TASK OBJECTIVE:
Beneath this task are records; count how many lines include the string "white" and answer with that number alone.

RECORDED DATA START

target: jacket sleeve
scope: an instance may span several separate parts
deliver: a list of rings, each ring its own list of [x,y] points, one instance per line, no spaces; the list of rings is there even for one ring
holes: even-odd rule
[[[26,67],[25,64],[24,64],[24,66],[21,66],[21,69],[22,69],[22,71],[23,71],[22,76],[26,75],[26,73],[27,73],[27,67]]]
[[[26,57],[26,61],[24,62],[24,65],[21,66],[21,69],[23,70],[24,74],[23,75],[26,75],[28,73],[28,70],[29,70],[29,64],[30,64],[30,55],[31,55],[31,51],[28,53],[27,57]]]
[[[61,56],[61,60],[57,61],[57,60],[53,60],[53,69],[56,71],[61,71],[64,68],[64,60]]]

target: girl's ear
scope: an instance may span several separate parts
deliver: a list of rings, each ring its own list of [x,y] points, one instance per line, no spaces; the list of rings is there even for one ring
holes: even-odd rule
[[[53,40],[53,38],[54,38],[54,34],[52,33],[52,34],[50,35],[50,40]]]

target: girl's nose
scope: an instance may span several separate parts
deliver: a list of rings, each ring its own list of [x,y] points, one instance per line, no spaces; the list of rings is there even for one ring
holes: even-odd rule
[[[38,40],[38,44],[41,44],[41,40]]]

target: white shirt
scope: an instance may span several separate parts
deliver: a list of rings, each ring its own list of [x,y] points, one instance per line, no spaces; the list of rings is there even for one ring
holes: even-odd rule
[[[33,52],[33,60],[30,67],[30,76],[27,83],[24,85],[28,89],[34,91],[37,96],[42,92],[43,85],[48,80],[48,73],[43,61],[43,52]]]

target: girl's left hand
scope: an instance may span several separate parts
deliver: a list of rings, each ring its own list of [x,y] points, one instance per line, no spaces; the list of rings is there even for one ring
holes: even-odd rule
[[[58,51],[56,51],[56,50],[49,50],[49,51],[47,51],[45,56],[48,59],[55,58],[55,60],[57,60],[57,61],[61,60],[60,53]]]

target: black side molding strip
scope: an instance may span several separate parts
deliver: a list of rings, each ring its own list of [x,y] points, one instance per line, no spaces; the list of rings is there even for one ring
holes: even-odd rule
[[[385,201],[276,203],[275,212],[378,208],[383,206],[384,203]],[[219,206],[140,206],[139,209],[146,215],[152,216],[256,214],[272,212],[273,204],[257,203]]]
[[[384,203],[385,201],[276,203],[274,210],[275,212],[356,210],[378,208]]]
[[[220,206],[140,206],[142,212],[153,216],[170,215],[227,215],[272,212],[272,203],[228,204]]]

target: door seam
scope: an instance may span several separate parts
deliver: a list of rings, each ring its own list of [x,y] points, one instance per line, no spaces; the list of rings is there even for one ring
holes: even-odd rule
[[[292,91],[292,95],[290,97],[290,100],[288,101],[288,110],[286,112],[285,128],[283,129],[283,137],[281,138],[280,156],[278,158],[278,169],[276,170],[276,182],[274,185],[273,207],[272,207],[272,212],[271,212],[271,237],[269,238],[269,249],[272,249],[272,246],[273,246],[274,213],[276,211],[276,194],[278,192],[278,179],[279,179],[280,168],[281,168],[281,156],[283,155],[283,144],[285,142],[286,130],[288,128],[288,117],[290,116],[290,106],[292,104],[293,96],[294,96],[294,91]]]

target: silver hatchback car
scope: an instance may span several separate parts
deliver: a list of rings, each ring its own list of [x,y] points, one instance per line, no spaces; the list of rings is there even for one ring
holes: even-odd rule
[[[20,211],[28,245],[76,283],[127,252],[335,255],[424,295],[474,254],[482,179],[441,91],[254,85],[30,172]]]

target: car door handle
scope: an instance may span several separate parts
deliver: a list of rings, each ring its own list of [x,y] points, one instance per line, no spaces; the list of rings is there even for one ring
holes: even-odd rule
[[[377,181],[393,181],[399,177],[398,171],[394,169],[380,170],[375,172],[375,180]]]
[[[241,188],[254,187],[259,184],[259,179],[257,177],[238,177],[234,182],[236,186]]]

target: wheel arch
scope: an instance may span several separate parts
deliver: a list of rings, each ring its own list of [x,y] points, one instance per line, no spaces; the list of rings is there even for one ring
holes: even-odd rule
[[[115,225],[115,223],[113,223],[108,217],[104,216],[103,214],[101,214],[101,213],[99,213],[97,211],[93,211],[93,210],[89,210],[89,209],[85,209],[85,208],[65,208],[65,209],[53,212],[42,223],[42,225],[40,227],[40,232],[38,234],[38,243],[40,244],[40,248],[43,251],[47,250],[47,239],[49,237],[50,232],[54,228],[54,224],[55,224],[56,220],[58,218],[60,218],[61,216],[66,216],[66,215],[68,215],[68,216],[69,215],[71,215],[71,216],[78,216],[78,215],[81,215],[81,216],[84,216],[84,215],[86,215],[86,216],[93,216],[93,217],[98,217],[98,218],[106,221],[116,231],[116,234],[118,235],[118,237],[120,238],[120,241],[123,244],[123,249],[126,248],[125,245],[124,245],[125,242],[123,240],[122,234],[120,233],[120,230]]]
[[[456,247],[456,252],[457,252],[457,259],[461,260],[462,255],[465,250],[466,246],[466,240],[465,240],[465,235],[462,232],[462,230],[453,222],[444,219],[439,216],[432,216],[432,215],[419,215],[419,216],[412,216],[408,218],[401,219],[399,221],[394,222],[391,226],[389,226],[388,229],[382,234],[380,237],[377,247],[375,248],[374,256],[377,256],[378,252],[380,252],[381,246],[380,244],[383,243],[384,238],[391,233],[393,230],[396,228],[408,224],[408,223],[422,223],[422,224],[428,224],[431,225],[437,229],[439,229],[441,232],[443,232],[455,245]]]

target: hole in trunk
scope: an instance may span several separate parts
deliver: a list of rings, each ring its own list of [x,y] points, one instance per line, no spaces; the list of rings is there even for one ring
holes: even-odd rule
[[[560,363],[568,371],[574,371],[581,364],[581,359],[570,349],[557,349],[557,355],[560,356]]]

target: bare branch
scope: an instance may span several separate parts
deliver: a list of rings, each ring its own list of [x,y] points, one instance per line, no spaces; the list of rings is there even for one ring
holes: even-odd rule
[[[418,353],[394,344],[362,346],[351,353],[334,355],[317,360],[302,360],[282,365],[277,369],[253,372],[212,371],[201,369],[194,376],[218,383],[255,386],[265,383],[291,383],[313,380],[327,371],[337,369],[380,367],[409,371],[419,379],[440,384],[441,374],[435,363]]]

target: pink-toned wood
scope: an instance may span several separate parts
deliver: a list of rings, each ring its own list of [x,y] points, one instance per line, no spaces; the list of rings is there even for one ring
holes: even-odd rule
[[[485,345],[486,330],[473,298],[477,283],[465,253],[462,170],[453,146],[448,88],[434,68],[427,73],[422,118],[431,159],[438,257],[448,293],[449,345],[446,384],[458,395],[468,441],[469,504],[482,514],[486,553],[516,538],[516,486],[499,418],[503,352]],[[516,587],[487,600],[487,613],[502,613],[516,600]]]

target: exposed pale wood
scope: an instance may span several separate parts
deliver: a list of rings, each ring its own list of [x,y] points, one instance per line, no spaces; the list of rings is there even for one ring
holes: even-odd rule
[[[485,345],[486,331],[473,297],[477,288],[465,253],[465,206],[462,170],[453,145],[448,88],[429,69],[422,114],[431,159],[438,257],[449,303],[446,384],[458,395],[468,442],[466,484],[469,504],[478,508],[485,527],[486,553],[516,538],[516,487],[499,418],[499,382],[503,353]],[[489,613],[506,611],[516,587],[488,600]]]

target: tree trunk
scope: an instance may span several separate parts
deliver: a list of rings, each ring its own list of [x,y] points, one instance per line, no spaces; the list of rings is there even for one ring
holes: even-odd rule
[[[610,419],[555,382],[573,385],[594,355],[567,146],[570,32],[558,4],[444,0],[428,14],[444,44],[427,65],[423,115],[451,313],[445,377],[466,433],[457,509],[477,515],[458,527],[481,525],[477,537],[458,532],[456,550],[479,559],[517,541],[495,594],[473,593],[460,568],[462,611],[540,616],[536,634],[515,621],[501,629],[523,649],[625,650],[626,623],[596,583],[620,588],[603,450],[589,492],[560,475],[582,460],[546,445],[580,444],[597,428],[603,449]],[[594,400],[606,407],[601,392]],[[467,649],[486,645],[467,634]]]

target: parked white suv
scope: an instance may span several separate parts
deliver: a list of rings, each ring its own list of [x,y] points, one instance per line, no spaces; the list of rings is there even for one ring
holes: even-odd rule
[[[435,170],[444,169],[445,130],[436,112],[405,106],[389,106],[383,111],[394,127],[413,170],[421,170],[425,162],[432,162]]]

RECORDED DATA END

ANSWER SECTION:
2